- **Problem description**
Copy the following records word for word, leaving out the pictures.

- **Extracted information**

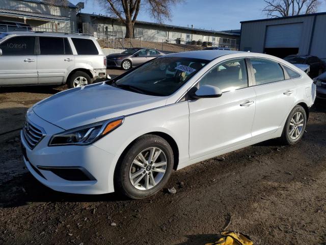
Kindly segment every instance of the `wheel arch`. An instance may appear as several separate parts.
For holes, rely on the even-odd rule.
[[[171,146],[171,148],[172,149],[172,151],[173,152],[173,157],[173,157],[173,160],[174,160],[173,169],[174,170],[176,170],[177,168],[178,168],[178,165],[179,164],[179,148],[178,147],[178,145],[176,141],[171,136],[167,134],[166,133],[164,133],[162,132],[159,132],[159,131],[154,131],[154,132],[146,133],[146,134],[142,134],[142,135],[140,135],[139,137],[137,137],[135,139],[132,140],[130,143],[129,143],[128,144],[127,147],[125,148],[125,149],[122,152],[122,153],[121,153],[121,154],[120,155],[117,161],[117,164],[120,164],[120,163],[122,160],[122,158],[123,158],[123,156],[125,155],[125,154],[128,151],[128,150],[130,148],[130,147],[131,147],[131,146],[133,144],[135,141],[137,139],[138,139],[140,137],[142,137],[144,135],[156,135],[163,138],[167,141],[168,141],[168,143],[169,143],[170,145]]]
[[[71,71],[70,71],[70,72],[69,74],[69,75],[67,76],[67,78],[66,78],[66,80],[65,81],[65,83],[67,83],[67,82],[68,81],[69,81],[69,79],[70,79],[70,77],[74,73],[76,72],[77,71],[83,71],[83,72],[85,72],[86,74],[87,74],[88,76],[89,76],[92,79],[93,79],[94,78],[94,76],[93,76],[93,74],[88,69],[86,69],[86,68],[77,68],[74,69],[72,70]]]
[[[307,120],[308,120],[309,117],[309,108],[308,107],[307,104],[304,102],[300,102],[300,103],[297,104],[296,105],[301,106],[304,108],[306,111],[306,115],[307,115]]]
[[[129,61],[129,62],[130,63],[130,69],[131,69],[131,68],[132,68],[132,60],[131,60],[131,59],[130,58],[129,58],[129,57],[125,58],[124,59],[123,59],[122,60],[122,61],[121,61],[121,64],[120,65],[120,66],[121,66],[121,67],[122,67],[122,64],[123,63],[123,62],[124,62],[124,61],[126,61],[126,60],[127,60],[127,61]]]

- **Response for this exercise**
Kindly segment every instance of the `wheel arch`. An instance may appear as several separate parts.
For holes, rely on the even-odd rule.
[[[171,146],[171,148],[172,149],[172,151],[173,152],[173,157],[173,157],[173,160],[174,160],[173,169],[174,170],[176,170],[177,168],[178,168],[178,165],[179,164],[179,148],[178,147],[178,145],[176,141],[171,136],[167,134],[166,133],[164,133],[162,132],[159,132],[159,131],[154,131],[154,132],[146,133],[146,134],[142,134],[142,135],[140,135],[139,137],[137,137],[135,139],[132,140],[130,143],[129,143],[128,144],[127,147],[125,148],[125,149],[122,152],[122,153],[121,153],[121,154],[120,155],[117,161],[117,164],[120,164],[120,163],[122,160],[122,158],[123,158],[123,156],[125,155],[125,154],[128,151],[128,150],[130,148],[130,147],[131,147],[131,146],[133,144],[135,141],[137,139],[138,139],[140,137],[142,137],[144,135],[156,135],[163,138],[167,141],[168,141],[168,143],[169,143],[170,145]]]
[[[71,71],[70,71],[70,72],[69,74],[69,75],[67,76],[67,78],[66,78],[66,80],[65,81],[65,83],[67,83],[67,82],[68,81],[69,81],[69,79],[70,79],[70,77],[74,73],[76,72],[77,71],[83,71],[83,72],[85,72],[86,74],[87,74],[88,76],[89,76],[92,79],[93,79],[94,78],[94,76],[93,76],[93,74],[88,69],[86,69],[86,68],[77,68],[74,69],[72,70]]]
[[[307,120],[308,120],[309,117],[309,108],[308,107],[307,104],[304,102],[300,102],[300,103],[297,104],[296,105],[301,106],[304,108],[306,111],[306,115],[307,115]]]
[[[129,61],[129,62],[130,63],[130,69],[131,69],[131,68],[132,68],[132,60],[131,60],[131,59],[130,58],[129,58],[129,57],[125,58],[124,59],[123,59],[122,60],[122,61],[121,61],[121,64],[120,65],[120,66],[121,66],[121,67],[122,67],[122,64],[123,63],[123,62],[124,62],[124,61],[126,61],[126,60],[127,60],[127,61]]]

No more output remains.